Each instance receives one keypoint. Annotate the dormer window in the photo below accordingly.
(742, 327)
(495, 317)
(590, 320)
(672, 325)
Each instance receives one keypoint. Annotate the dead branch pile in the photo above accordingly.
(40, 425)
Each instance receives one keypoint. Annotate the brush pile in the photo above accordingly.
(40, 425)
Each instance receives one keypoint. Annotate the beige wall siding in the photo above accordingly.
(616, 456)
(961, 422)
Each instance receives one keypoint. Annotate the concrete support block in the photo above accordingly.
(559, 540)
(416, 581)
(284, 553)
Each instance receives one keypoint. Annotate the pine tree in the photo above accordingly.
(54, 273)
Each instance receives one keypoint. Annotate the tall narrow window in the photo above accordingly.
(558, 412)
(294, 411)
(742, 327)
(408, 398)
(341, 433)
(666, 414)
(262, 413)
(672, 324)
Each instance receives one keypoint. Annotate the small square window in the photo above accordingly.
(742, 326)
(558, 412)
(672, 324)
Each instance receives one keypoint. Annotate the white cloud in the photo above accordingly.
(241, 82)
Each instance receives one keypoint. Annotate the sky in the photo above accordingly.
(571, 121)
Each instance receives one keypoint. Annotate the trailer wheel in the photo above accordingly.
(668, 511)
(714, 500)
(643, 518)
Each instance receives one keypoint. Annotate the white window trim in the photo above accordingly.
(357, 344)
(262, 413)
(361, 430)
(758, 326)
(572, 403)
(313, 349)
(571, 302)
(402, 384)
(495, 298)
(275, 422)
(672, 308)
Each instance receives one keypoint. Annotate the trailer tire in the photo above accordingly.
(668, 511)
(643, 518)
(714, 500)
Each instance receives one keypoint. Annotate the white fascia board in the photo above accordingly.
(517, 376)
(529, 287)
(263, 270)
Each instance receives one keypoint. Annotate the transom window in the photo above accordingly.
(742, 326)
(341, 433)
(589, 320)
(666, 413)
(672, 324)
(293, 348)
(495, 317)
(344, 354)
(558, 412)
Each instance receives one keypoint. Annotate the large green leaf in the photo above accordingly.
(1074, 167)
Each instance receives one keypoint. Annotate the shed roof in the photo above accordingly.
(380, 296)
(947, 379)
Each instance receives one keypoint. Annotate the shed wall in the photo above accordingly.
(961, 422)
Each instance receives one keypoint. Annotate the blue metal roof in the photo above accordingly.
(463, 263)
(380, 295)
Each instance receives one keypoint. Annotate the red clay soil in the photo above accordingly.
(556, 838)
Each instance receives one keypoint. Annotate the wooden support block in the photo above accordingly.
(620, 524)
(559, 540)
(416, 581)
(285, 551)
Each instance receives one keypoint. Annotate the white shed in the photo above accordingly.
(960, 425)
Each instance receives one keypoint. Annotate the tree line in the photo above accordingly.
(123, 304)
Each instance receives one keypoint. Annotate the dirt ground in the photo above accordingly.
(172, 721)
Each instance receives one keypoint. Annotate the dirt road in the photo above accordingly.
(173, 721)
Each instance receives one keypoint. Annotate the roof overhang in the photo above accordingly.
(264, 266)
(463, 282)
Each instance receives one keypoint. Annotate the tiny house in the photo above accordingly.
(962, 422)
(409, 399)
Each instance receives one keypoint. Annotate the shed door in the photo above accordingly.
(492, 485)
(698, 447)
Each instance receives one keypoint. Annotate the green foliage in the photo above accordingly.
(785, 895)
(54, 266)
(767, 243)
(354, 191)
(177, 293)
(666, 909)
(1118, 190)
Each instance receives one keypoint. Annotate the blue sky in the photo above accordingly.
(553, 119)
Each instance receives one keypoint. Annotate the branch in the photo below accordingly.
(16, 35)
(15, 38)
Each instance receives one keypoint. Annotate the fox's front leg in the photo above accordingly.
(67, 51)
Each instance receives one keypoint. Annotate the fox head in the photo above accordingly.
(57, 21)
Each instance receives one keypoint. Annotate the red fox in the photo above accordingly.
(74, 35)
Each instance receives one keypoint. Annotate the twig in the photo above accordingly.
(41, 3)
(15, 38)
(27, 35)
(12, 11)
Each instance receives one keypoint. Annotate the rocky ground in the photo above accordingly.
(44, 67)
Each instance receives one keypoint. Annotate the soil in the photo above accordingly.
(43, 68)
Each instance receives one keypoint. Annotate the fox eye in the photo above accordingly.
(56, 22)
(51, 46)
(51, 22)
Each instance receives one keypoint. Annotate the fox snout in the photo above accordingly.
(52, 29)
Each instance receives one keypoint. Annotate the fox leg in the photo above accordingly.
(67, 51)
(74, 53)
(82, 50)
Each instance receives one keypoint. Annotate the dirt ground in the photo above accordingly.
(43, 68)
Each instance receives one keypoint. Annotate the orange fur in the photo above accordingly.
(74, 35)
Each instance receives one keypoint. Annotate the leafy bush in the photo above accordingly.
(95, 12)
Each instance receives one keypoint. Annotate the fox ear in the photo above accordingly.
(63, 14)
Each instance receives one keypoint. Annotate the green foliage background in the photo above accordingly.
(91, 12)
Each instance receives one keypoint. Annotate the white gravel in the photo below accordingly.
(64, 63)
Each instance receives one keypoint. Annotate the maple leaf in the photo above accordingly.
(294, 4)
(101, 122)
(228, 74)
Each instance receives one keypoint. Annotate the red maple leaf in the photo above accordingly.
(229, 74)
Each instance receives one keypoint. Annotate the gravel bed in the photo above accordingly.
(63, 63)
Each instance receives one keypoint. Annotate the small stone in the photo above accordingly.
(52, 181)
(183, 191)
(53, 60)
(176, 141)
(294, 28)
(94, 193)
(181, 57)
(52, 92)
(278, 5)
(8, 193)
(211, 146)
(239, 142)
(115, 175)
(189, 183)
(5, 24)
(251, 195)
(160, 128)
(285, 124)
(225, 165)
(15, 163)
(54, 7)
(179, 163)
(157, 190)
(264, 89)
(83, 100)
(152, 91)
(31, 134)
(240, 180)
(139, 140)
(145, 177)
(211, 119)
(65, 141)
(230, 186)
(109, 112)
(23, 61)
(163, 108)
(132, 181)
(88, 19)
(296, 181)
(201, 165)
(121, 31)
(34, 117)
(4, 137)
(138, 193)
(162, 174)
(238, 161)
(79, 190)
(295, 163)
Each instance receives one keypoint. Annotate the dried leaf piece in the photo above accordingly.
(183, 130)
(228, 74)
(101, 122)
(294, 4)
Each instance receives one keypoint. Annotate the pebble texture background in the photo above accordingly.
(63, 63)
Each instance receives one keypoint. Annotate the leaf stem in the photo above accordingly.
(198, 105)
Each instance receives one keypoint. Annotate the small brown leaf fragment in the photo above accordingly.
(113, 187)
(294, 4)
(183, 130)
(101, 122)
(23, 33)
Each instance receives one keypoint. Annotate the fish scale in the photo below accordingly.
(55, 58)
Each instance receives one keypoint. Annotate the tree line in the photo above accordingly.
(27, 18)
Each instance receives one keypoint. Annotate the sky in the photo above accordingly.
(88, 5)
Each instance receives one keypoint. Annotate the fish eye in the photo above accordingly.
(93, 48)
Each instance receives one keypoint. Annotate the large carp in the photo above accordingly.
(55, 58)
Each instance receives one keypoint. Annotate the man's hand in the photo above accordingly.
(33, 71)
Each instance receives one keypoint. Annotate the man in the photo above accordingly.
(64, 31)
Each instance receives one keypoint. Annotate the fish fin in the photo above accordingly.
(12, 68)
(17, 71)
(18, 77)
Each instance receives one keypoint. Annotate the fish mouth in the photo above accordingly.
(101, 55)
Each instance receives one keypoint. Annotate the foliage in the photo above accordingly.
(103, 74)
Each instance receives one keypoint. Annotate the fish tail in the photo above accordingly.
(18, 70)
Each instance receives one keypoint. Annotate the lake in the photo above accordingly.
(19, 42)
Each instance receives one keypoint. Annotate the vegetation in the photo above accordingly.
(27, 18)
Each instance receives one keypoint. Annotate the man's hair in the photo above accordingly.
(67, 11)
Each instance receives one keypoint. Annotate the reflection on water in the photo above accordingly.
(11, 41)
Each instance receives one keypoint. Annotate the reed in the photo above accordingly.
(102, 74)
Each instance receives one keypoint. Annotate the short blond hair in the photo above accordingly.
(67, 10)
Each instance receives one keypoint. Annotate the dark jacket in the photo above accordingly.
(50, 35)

**The problem**
Please extract exactly, and only, the lines from the line containing "Each instance receives one keypoint. Annotate the fish eye" through the last line of the records.

**The result**
Each instance receives one keypoint. Annotate the fish eye in the photo above accordingly.
(93, 48)
Each instance receives one keypoint. Annotate the large carp in the photo above accordingly.
(55, 58)
Each instance receives one keypoint. Annotate the man's hand in the photo above accordingly.
(33, 71)
Each instance receives one keypoint. Annotate the man in the photo above accordingly.
(64, 31)
Each instance receives one keypoint. Annotate the fish fin in the photo above accordingly.
(12, 68)
(17, 71)
(18, 77)
Each instance receives one keypoint. Annotate the fish mouth in the photo above accordingly.
(101, 55)
Each instance receives one keypoint. Annotate the foliage in the photo above accordingly.
(103, 74)
Each instance receives one keypoint. Annotate the fish tail in the photo above accordingly.
(18, 70)
Each instance receives one keypoint. Annotate the lake in the photo above accordingly.
(19, 42)
Each instance receives one keypoint. Annotate the vegetation in the photo above accordingly.
(27, 18)
Each instance receives one keypoint. Annotate the man's hair in the photo above accordingly.
(67, 11)
Each instance receives one keypoint. Annotate the reflection on water in the photo above accordingly.
(11, 41)
Each instance receives one keypoint. Annotate the reed in the photo above accordingly.
(102, 74)
Each instance receives one keypoint. Annotate the short blond hair in the photo above accordingly.
(67, 10)
Each instance receives one keypoint. Annotate the dark jacket in the photo above accordingly.
(50, 35)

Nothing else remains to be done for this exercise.